Location identification items
##############################

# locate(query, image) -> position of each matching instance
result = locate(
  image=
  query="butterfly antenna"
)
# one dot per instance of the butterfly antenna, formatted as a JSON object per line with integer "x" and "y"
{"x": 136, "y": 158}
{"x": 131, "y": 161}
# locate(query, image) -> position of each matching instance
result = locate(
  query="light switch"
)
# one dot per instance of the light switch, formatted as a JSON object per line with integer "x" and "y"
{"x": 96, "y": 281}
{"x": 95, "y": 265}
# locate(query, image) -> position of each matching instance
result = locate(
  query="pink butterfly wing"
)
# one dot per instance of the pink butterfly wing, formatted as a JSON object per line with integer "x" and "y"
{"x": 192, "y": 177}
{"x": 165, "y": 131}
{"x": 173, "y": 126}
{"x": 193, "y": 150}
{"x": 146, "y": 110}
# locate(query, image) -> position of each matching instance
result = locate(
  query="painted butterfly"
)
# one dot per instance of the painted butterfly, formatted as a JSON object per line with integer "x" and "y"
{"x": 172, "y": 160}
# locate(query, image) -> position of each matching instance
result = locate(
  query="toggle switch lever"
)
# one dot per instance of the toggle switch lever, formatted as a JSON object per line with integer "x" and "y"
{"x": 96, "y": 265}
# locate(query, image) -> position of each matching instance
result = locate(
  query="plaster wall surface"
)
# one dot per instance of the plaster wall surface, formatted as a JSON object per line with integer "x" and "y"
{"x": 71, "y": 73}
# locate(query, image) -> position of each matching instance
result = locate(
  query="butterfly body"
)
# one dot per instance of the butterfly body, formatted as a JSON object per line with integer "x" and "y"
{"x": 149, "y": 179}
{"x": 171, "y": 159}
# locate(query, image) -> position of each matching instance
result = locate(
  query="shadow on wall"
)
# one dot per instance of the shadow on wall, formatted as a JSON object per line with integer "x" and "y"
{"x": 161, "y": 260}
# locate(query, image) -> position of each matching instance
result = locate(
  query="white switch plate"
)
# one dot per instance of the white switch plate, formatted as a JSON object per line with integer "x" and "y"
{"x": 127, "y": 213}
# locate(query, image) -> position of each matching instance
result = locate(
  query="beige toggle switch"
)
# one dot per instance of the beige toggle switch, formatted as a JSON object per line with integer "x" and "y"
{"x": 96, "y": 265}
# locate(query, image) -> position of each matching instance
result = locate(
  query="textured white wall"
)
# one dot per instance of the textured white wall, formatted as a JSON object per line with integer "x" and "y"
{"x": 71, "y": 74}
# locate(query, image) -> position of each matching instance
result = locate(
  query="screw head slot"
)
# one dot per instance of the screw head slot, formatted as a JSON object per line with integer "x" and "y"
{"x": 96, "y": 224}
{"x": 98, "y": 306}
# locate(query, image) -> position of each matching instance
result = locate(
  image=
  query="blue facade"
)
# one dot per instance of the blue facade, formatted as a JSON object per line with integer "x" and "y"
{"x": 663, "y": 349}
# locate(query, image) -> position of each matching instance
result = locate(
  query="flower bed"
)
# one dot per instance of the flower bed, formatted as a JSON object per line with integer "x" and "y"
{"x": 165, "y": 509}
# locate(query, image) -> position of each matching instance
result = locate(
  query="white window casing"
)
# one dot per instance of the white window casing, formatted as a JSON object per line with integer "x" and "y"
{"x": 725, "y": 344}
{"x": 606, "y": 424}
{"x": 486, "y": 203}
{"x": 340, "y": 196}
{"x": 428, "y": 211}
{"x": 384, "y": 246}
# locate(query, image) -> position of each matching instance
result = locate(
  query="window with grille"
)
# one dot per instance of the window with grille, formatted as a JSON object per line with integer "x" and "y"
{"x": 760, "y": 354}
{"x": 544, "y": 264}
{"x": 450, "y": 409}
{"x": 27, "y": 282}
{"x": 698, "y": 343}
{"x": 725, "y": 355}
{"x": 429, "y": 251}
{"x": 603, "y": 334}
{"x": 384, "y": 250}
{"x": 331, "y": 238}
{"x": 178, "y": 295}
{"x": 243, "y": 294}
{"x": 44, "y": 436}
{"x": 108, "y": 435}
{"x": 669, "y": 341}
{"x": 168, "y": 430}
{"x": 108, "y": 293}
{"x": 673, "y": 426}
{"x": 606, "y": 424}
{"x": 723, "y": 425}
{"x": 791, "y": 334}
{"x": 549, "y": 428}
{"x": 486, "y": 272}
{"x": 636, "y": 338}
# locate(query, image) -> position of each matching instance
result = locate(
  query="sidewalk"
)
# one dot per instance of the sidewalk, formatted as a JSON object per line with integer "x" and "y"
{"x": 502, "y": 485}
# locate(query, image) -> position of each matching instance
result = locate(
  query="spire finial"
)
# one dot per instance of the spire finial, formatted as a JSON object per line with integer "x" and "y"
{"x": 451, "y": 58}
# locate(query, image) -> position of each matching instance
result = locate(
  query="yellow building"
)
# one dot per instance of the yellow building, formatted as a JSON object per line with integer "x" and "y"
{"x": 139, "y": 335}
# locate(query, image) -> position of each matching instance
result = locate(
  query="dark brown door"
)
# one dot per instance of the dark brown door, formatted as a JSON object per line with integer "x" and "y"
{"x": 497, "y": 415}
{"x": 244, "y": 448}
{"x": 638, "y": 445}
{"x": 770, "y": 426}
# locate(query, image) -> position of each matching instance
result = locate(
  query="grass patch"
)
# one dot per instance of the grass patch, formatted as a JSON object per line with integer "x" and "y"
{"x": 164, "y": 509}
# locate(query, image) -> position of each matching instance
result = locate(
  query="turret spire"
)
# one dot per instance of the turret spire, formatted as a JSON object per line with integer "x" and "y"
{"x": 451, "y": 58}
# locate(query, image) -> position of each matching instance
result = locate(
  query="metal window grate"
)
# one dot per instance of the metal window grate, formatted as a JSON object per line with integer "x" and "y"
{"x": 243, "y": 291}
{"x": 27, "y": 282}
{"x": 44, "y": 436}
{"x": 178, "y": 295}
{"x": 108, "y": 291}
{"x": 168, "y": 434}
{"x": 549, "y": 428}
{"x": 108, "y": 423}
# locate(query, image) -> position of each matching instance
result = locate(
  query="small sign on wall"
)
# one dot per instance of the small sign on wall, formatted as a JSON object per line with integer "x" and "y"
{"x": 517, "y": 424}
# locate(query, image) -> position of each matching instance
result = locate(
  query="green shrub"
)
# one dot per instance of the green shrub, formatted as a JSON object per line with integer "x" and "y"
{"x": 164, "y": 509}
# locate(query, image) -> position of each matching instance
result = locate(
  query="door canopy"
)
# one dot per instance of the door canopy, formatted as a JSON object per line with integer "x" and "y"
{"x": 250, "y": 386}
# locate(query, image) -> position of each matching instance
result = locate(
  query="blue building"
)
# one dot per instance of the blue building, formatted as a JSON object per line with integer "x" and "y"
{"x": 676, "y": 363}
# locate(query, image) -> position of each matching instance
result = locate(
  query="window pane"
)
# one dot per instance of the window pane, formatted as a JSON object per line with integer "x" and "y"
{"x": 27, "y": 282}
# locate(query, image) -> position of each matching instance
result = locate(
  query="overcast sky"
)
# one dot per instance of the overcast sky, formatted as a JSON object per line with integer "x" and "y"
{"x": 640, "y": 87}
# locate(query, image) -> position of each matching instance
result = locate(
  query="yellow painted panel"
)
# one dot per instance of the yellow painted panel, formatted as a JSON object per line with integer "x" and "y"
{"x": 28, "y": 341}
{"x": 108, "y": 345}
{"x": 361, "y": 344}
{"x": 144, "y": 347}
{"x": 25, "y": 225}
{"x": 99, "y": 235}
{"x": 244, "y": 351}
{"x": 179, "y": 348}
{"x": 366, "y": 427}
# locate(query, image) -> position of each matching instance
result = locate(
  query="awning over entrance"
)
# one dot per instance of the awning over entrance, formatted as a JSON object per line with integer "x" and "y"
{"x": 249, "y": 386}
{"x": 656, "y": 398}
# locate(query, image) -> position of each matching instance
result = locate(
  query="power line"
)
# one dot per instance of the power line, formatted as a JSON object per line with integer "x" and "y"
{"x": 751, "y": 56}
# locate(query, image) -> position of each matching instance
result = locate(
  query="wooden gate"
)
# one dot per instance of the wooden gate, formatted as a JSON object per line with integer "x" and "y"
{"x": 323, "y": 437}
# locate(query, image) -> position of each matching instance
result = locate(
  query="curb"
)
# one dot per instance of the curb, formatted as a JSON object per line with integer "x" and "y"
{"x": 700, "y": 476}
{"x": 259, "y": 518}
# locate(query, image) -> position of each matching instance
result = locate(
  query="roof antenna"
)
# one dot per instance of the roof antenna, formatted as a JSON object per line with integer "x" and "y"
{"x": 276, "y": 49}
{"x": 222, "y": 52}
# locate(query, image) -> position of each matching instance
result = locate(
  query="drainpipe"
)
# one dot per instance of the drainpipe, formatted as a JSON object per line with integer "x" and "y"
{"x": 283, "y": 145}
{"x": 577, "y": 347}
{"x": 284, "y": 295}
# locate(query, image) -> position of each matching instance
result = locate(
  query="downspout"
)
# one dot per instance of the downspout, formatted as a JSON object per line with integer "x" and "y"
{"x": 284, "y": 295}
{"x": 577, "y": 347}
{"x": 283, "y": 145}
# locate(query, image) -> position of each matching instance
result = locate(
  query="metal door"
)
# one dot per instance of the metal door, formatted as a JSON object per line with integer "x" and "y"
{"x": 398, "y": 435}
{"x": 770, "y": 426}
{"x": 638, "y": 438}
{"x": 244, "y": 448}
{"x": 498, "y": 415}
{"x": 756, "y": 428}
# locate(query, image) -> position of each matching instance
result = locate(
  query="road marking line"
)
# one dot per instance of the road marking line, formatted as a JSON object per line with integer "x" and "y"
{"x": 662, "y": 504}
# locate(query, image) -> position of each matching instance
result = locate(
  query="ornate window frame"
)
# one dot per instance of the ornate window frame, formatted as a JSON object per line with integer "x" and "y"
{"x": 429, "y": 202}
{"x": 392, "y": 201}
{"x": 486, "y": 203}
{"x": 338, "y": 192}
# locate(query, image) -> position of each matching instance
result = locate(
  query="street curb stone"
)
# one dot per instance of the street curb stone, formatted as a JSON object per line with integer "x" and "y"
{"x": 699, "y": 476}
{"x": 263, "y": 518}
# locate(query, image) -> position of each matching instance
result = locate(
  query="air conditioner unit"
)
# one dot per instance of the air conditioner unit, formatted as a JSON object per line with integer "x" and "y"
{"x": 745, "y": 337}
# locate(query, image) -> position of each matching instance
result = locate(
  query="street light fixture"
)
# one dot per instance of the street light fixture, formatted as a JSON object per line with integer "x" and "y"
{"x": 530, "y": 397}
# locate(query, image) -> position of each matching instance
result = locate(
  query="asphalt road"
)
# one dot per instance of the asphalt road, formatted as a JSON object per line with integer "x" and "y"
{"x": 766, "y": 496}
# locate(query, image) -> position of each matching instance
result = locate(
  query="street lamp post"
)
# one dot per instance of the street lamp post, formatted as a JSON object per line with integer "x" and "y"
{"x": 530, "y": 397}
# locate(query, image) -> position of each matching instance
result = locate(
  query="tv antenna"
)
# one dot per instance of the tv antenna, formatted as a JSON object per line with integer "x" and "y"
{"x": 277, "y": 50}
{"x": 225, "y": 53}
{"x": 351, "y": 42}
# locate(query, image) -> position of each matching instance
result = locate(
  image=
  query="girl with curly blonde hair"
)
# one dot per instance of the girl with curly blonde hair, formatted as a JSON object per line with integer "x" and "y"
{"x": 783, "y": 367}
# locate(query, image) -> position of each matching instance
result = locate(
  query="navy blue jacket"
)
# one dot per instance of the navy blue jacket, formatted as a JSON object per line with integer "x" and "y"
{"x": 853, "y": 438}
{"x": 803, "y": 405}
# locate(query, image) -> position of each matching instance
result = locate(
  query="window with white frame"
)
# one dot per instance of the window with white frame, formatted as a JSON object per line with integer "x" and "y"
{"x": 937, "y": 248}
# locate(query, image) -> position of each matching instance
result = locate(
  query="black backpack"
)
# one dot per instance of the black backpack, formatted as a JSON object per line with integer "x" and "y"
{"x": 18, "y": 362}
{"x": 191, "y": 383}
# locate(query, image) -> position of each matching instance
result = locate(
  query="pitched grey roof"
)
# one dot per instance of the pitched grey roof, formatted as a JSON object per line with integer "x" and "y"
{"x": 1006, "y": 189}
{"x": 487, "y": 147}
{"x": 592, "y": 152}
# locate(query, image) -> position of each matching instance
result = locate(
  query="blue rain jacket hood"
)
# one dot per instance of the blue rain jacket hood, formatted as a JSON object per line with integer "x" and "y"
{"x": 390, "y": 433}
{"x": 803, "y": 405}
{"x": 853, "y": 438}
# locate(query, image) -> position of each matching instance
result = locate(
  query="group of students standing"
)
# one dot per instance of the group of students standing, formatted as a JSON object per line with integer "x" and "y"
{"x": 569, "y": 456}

##############################

Exercise description — How many lines in the records contain the word "black"? Case counts. Give only the number.

Answer for the task — 2